• Exercise prompt:
In the Scottish Highlands guide, in what year is Inverness castle scheduled to reopen to the public?

══ Selected excerpt

Now that winter is starting to set in across the continent, it’s time to look at a long weekends destination close to home – the Scottish Highlands. Home to stunning vistas and famous mountain bike trails, the north of Scotland is a wonderful place to explore with your family or friends. Let’s take a look at the best places to stay and things to do.
Where should I stay?
There are plenty of options when it comes to setting up base camp for a weekend in the Highlands, one of which is Inverness. The city and its extremities are full of important archaeological sites that are worth exploring, the most famous of which is Culloden Moor – the famous battleground in which the British Empire crushed the Jacobite rebellion in 1746.
In Inverness itself, the castle is the main draw for tourists. Originally built in 1057, the castle stands watch over the River Ness and has gone through various renovations over the years. The castle is currently undergoing such work and is scheduled to reopen to the public in 2025.
What is there for families to do?
At first glance, many people believe that a family trip to the Highlands means endless hikes and bike rides. The reality is that Inverness and its surrounding areas are home to some wonderful activities for everyone.
One of the most famous attractions in Scotland is a trip on the Jacobite Steam Train, the same locomotive used as the ‘Hogwarts Express’ seen in the Harry Potter film series. The train takes you from Fort William to Mallaig via iconic Scottish landmarks such as Ben Nevis, Loch Nevis and Glenfinnan viaduct.
For fans of the Outlander series, an excursion from Inverness to Tullochroisk farm is not to be missed. The farm is home to the famous stone circle used as the set for ‘Craigh Na Dun’, the location in which main character Claire Fraser/Randall is teleported back in time. Some believe the stones hold this mythical power in real life, would you dare touch them?
While many of the stereotypically joked about Scottish cuisines are enjoyed in the Highlands – think Haggis and deep fried Mars bars, there are plenty of traditional Highland delicacies also ready to be served up.
One of the most popular dishes is Cullen Skink. Most popular around coastal regions, Cullen takes its name from the town it was first made in. This creamy fish soup usually contains smoked haddock, milk, onions, leeks, and potatoes – it’s a hearty Scottish meal that will keep you warm on the coldest of Highland days.
Another item of Highland produce that can have warming properties is the famous Scotch Whisky. Many of the best distilleries in Scotland are found in the north of the country, traditionally producing rich single malt whiskies. If you enjoy a tipple – or are interested in how whisky is made, a trip to one of these distilleries is a fantastic experience.
Cycling in the Highlands
The main attraction for cyclists visiting the Highlands is undoubtedly Fort William mountain bike centre. Home to some of the finest trails in the UK, Fort William regularly hosts rounds of the UCI Mountain Bike World Cup and was the facility used during the 2023 Cycling World Championships in Scotland. Alongside the championship courses, Fort Williams also houses intermediate and beginner level trails that cater for every mountain bike enthusiast.
For roadies, there are some amazing routes to be explored – the North Coast 500 being the prime example. However, if you want to take on a real challenge, the Tour of the Highlands may be for you. Open to experienced club riders, the route features some of the toughest climbs in the UK – including the highest paved road at Glenshee. The race traditionally lasts for three days. Be sure to check out our regular contributor, Markus Stitz’ blog about riding the North coast 500 here
When should I visit the Highlands?

════
══ Recorded data

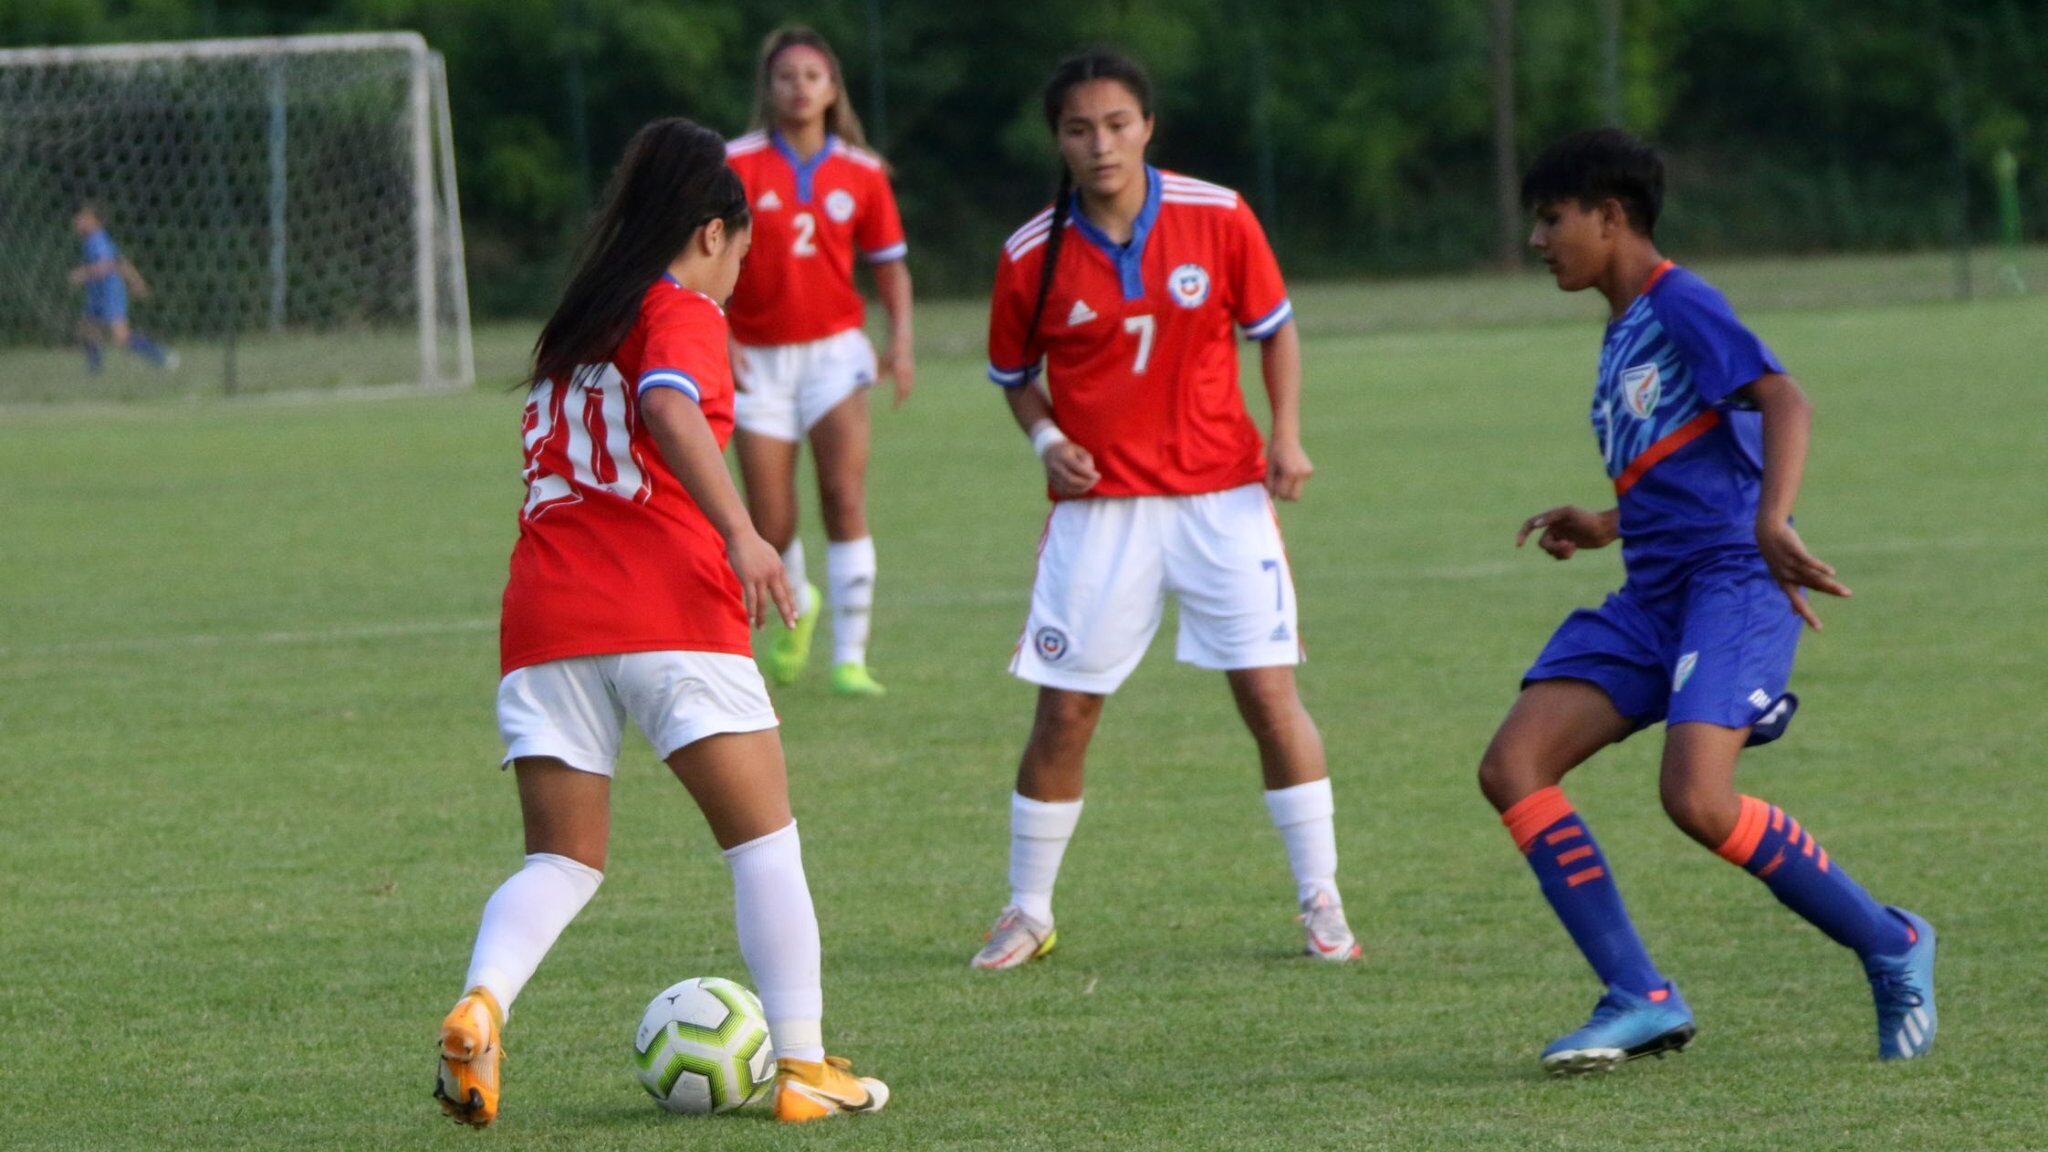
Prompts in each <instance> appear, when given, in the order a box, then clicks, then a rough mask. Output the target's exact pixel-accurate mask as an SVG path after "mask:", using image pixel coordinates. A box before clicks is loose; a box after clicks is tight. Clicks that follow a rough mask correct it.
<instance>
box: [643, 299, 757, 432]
mask: <svg viewBox="0 0 2048 1152" xmlns="http://www.w3.org/2000/svg"><path fill="white" fill-rule="evenodd" d="M639 322H641V326H643V328H645V332H643V340H641V359H639V365H637V371H639V379H635V381H633V385H635V389H639V392H645V389H649V387H674V389H676V392H680V394H684V396H688V398H690V400H694V402H698V404H709V402H713V400H723V398H725V396H727V394H731V389H733V371H731V361H729V357H727V346H725V318H723V316H721V314H719V310H717V307H715V305H713V303H711V301H707V299H702V297H698V295H690V293H684V291H680V289H676V287H674V285H666V283H657V285H655V291H651V293H649V295H647V301H645V303H643V305H641V320H639Z"/></svg>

════

• Reply:
2025